Given problem A: Reproduce verbatim the entries from the line containing "identify the bush" through the line containing "[165, 56, 177, 113]", including both of those lines.

Page extract:
↓

50 Years Later: Poème électronique

Poème électronique, housed in the groundbreaking Philips Pavilion, was created for the 1958 World's Fair, held in Brussels. It was the collaborative effort of Le CorbusierIannis Xenakis, and Edgard Varèse.

 

This video has been posted elsewhere, but it's great to get a glimpse of what this seminal work must have been like 50 summers ago. Now just imagine walking through Xenakis's futuristic stomach-shaped pavilion, with 425 speakers arranged throughout the walls, projections and stills, and a giant model of an atom hanging from the ceiling. Really the first immersive installation (that I know of). It was immensely popular - nearly 2 million people experienced it before it was dismantled at the end of the fair.

 

 

Le Corbusier conceived of the project and created the visuals, which included "color ambiences, a movie, three small images around the screen, a sun and a moon, clouds, lightning, stars, and two 3D objects hanging from the ceiling." (quote from documentary below).  Xenakis designed the building (and created a musique concrète piece, Concret PH, which was played as a kind of interlude between performances of Poème électronique). Varèse, of course, created the electroacoustic score. Together the work depicts the history of humankind in eight minutes. It's worth noting that Le Corbusier and Varèse worked on the visuals and music independently.

↑

Given problem B: Print the passage on Poème électronique above in full, without any alteration.

Data items:

↓

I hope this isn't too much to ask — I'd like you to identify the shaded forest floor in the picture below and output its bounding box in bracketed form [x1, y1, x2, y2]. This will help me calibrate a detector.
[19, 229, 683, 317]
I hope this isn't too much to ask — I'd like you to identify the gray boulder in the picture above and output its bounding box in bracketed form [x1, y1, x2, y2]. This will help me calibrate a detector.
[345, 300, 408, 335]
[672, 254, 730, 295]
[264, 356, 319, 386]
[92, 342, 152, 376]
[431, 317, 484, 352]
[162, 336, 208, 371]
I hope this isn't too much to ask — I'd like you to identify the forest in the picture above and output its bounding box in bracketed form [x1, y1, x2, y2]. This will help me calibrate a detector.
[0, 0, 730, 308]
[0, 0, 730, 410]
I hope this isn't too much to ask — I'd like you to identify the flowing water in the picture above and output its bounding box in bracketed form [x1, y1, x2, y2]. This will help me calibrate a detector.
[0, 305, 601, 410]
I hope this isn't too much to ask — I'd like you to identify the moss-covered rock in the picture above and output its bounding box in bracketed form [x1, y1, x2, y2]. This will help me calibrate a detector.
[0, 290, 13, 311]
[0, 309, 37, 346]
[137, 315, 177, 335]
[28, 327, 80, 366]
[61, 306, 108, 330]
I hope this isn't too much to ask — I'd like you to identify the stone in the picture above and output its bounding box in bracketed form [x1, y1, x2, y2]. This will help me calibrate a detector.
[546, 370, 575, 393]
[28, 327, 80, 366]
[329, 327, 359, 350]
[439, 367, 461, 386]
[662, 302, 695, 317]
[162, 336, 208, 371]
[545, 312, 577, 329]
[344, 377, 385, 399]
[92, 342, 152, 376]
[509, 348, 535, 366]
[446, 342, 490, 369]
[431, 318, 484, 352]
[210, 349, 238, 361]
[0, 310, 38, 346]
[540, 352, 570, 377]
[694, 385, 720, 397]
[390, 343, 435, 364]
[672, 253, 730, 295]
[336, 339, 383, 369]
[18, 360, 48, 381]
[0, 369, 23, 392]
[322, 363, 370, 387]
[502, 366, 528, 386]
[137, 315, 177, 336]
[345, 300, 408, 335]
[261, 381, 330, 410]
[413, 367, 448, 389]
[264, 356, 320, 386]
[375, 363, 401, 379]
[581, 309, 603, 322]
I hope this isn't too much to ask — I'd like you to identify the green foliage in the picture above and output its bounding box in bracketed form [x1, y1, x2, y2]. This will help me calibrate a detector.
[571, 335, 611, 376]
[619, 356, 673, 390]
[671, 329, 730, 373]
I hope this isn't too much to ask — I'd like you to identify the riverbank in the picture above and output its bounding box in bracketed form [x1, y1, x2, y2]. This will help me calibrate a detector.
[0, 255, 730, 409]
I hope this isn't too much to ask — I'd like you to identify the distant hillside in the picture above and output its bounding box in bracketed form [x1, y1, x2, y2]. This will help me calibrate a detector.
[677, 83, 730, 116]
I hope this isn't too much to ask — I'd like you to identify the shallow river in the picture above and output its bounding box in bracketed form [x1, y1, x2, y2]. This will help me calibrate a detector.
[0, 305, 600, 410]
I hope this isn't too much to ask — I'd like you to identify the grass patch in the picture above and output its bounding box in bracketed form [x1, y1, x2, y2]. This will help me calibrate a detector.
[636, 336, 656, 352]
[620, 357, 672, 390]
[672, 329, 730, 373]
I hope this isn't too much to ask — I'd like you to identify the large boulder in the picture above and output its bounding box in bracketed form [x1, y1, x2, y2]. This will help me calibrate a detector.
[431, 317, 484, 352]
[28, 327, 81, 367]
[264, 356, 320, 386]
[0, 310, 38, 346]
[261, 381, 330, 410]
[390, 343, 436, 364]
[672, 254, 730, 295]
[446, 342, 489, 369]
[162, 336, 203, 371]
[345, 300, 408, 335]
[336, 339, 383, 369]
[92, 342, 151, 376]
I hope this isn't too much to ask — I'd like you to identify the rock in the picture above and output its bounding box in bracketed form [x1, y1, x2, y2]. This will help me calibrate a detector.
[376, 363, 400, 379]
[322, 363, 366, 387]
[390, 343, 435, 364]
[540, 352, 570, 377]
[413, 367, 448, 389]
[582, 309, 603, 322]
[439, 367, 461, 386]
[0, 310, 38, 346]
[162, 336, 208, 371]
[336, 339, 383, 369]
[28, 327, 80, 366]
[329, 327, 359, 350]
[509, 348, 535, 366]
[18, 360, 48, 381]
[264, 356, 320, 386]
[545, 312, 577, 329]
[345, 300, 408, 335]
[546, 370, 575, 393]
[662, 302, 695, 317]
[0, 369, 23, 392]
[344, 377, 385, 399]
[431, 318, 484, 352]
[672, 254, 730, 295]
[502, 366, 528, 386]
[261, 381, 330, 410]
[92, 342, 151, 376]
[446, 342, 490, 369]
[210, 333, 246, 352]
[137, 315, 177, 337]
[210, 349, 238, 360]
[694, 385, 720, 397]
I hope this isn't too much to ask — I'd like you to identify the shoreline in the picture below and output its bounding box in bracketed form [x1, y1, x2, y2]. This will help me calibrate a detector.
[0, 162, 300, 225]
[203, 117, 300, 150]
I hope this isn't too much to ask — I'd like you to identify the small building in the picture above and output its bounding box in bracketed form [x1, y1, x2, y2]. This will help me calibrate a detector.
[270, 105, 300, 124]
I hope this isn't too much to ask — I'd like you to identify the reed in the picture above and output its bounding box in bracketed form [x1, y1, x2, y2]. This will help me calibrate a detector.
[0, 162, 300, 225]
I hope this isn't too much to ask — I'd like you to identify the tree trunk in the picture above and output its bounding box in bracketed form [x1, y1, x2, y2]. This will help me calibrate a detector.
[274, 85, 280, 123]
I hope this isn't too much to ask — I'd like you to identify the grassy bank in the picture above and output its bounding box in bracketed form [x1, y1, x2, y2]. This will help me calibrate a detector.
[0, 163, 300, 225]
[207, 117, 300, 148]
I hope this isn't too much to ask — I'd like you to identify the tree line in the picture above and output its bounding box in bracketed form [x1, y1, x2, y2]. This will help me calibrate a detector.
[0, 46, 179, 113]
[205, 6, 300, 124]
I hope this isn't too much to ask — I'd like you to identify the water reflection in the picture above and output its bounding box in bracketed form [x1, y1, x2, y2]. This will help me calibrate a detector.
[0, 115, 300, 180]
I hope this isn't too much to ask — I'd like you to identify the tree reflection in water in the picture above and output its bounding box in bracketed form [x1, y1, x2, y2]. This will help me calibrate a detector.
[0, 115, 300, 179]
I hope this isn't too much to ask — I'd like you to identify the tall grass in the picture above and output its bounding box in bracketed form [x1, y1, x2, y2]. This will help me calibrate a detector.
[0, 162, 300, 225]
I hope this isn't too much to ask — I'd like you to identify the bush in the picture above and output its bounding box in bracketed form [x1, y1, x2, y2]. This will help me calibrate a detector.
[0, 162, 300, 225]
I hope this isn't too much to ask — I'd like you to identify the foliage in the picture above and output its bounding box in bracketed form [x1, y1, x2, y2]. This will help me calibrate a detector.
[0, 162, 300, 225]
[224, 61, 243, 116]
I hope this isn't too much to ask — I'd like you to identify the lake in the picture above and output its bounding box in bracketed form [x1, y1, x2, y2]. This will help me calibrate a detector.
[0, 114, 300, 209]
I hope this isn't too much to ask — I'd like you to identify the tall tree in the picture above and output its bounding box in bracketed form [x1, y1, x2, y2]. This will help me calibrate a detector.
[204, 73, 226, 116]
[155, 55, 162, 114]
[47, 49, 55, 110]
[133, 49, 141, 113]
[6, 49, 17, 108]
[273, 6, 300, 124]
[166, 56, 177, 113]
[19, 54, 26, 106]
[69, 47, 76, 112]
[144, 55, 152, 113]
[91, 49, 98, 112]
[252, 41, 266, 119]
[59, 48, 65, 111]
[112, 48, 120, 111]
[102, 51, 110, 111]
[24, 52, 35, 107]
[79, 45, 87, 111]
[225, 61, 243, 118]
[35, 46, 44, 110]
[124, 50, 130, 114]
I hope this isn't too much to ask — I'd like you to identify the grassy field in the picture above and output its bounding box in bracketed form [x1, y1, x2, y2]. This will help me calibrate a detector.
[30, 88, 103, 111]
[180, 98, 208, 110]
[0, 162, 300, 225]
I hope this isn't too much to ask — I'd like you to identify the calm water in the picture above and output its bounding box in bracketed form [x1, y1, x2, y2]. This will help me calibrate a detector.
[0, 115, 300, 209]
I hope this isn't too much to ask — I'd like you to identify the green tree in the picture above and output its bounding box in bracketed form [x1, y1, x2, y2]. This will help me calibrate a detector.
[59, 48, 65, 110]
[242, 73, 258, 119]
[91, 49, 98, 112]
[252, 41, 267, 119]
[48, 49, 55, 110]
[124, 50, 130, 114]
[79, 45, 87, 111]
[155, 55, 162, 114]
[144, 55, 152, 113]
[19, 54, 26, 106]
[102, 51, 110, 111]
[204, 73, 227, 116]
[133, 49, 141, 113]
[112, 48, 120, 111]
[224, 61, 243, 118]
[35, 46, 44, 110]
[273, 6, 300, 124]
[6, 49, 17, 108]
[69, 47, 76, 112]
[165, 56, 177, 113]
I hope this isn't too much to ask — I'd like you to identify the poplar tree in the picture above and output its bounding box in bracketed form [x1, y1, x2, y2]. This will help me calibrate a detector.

↑

Finished answer A:
I hope this isn't too much to ask — I'd like you to identify the bush in the picture above and output its bounding box in bracketed form [x1, y1, x2, y2]. This will help me calibrate a detector.
[0, 162, 300, 225]
I hope this isn't too much to ask — I'd like you to identify the foliage in the picture above and output its bounding box in bracketed form [x1, y1, x2, y2]. This will help me calibrate a detector.
[0, 162, 300, 225]
[224, 61, 243, 116]
I hope this isn't too much to ask — I'd like you to identify the lake in the picture above and output its bounding box in bracketed form [x1, y1, x2, y2]. This will help me calibrate a detector.
[0, 114, 300, 209]
I hope this isn't too much to ask — I'd like you to identify the tall tree in the picture above and output its bounding box in bracketed form [x1, y1, x2, y2]. This will help me calibrate a detector.
[204, 73, 226, 116]
[155, 55, 162, 114]
[47, 49, 55, 110]
[133, 49, 141, 113]
[6, 49, 17, 108]
[273, 6, 300, 124]
[166, 56, 177, 113]
[19, 54, 26, 106]
[69, 47, 76, 112]
[144, 55, 152, 113]
[91, 49, 98, 112]
[252, 41, 266, 119]
[59, 48, 65, 111]
[112, 48, 120, 111]
[102, 51, 110, 111]
[24, 52, 35, 107]
[79, 45, 87, 111]
[225, 61, 243, 118]
[35, 46, 44, 110]
[124, 50, 130, 114]
I hope this isn't too much to ask — I'd like you to identify the grassy field in the picture above and output its bounding box in bracketed form [x1, y1, x2, y2]. This will help me calibrate a detector.
[30, 88, 103, 111]
[180, 98, 208, 110]
[0, 162, 300, 225]
I hope this isn't too much to ask — I'd like you to identify the calm water in the picture above and output its bounding box in bracketed form [x1, y1, x2, y2]. This will help me calibrate a detector.
[0, 115, 300, 209]
I hope this isn't too much to ask — I'd like you to identify the green tree in the picture above and output its bounding box in bracketed form [x1, y1, x2, y2]. This will help me calibrate a detector.
[59, 48, 65, 110]
[242, 73, 258, 119]
[91, 49, 98, 112]
[252, 41, 267, 119]
[48, 49, 55, 110]
[124, 50, 130, 114]
[79, 45, 87, 111]
[155, 55, 162, 114]
[144, 55, 152, 113]
[19, 54, 26, 106]
[102, 51, 110, 111]
[204, 73, 227, 116]
[133, 49, 141, 113]
[112, 48, 120, 111]
[224, 61, 243, 118]
[35, 46, 44, 110]
[273, 6, 300, 124]
[6, 49, 17, 108]
[69, 47, 76, 112]
[165, 56, 177, 113]

Finished answer B:
50 Years Later: Poème électronique

Poème électronique, housed in the groundbreaking Philips Pavilion, was created for the 1958 World's Fair, held in Brussels. It was the collaborative effort of Le CorbusierIannis Xenakis, and Edgard Varèse.

 

This video has been posted elsewhere, but it's great to get a glimpse of what this seminal work must have been like 50 summers ago. Now just imagine walking through Xenakis's futuristic stomach-shaped pavilion, with 425 speakers arranged throughout the walls, projections and stills, and a giant model of an atom hanging from the ceiling. Really the first immersive installation (that I know of). It was immensely popular - nearly 2 million people experienced it before it was dismantled at the end of the fair.

 

 

Le Corbusier conceived of the project and created the visuals, which included "color ambiences, a movie, three small images around the screen, a sun and a moon, clouds, lightning, stars, and two 3D objects hanging from the ceiling." (quote from documentary below).  Xenakis designed the building (and created a musique concrète piece, Concret PH, which was played as a kind of interlude between performances of Poème électronique). Varèse, of course, created the electroacoustic score. Together the work depicts the history of humankind in eight minutes. It's worth noting that Le Corbusier and Varèse worked on the visuals and music independently.